● **Stated exercise**: Please render every line of the entries below as a Markdown table with the columns No. and Line. Number the rows and leave out blank lines.
— Begin Dataset excerpts —
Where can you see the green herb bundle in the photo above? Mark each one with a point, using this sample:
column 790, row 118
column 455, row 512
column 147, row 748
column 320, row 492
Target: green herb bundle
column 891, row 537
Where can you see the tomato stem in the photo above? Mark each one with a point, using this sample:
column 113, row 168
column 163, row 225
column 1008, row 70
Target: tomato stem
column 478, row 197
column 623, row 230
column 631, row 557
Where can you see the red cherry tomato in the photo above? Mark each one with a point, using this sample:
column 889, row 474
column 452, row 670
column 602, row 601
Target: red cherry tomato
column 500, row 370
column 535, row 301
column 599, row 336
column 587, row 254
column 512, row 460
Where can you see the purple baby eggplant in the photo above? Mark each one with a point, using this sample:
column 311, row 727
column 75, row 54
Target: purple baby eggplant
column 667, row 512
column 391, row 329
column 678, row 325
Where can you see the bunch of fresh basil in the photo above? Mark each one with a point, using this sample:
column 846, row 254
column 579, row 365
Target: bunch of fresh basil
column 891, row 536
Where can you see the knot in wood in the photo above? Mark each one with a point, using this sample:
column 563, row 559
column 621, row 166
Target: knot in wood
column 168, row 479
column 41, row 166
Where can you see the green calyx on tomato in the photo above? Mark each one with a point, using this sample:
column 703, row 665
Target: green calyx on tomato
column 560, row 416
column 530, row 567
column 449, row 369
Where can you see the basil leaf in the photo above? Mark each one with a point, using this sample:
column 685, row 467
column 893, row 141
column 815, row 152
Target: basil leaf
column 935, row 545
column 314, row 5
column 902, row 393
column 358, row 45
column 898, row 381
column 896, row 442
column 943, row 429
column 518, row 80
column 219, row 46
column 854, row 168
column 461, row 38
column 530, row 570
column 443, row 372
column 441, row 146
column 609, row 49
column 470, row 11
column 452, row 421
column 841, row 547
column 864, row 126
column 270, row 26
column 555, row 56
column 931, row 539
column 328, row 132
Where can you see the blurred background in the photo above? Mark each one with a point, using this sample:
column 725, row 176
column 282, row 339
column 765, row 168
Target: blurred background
— End Dataset excerpts —
● **Response**:
| No. | Line |
|---|---|
| 1 | Where can you see the green herb bundle in the photo above? Mark each one with a point, using this sample: |
| 2 | column 790, row 118 |
| 3 | column 455, row 512 |
| 4 | column 147, row 748 |
| 5 | column 320, row 492 |
| 6 | Target: green herb bundle |
| 7 | column 891, row 537 |
| 8 | Where can you see the tomato stem in the photo above? Mark each one with a point, using this sample: |
| 9 | column 113, row 168 |
| 10 | column 163, row 225 |
| 11 | column 1008, row 70 |
| 12 | Target: tomato stem |
| 13 | column 478, row 197 |
| 14 | column 623, row 230 |
| 15 | column 631, row 557 |
| 16 | Where can you see the red cherry tomato in the photo above? Mark each one with a point, using this sample: |
| 17 | column 889, row 474 |
| 18 | column 452, row 670 |
| 19 | column 602, row 601 |
| 20 | Target: red cherry tomato |
| 21 | column 500, row 370 |
| 22 | column 535, row 301 |
| 23 | column 599, row 336 |
| 24 | column 587, row 254 |
| 25 | column 512, row 460 |
| 26 | Where can you see the purple baby eggplant in the photo above? Mark each one with a point, using this sample: |
| 27 | column 311, row 727 |
| 28 | column 75, row 54 |
| 29 | Target: purple baby eggplant |
| 30 | column 667, row 512 |
| 31 | column 391, row 329 |
| 32 | column 678, row 325 |
| 33 | Where can you see the bunch of fresh basil in the photo above? Mark each one with a point, using this sample: |
| 34 | column 846, row 254 |
| 35 | column 579, row 365 |
| 36 | Target: bunch of fresh basil |
| 37 | column 891, row 536 |
| 38 | Where can you see the knot in wood in the photo above? Mark each one with a point, using this sample: |
| 39 | column 563, row 559 |
| 40 | column 621, row 166 |
| 41 | Target: knot in wood |
| 42 | column 168, row 479 |
| 43 | column 41, row 166 |
| 44 | Where can you see the green calyx on tomato in the photo above? Mark each one with a point, using this sample: |
| 45 | column 703, row 665 |
| 46 | Target: green calyx on tomato |
| 47 | column 560, row 416 |
| 48 | column 530, row 567 |
| 49 | column 449, row 369 |
| 50 | Where can you see the basil leaf in the photo above? Mark each one with a point, using this sample: |
| 51 | column 685, row 467 |
| 52 | column 893, row 141 |
| 53 | column 815, row 152 |
| 54 | Target: basil leaf |
| 55 | column 935, row 545 |
| 56 | column 314, row 5 |
| 57 | column 902, row 393 |
| 58 | column 358, row 45 |
| 59 | column 898, row 381 |
| 60 | column 896, row 442 |
| 61 | column 943, row 429 |
| 62 | column 518, row 80 |
| 63 | column 219, row 46 |
| 64 | column 854, row 168 |
| 65 | column 461, row 38 |
| 66 | column 530, row 570 |
| 67 | column 443, row 372 |
| 68 | column 441, row 146 |
| 69 | column 609, row 49 |
| 70 | column 470, row 11 |
| 71 | column 452, row 421 |
| 72 | column 841, row 547 |
| 73 | column 864, row 126 |
| 74 | column 270, row 26 |
| 75 | column 555, row 56 |
| 76 | column 931, row 539 |
| 77 | column 328, row 132 |
| 78 | Where can you see the blurred background in the photo above? Mark each one with a point, using this sample: |
| 79 | column 725, row 176 |
| 80 | column 282, row 339 |
| 81 | column 765, row 168 |
| 82 | Target: blurred background |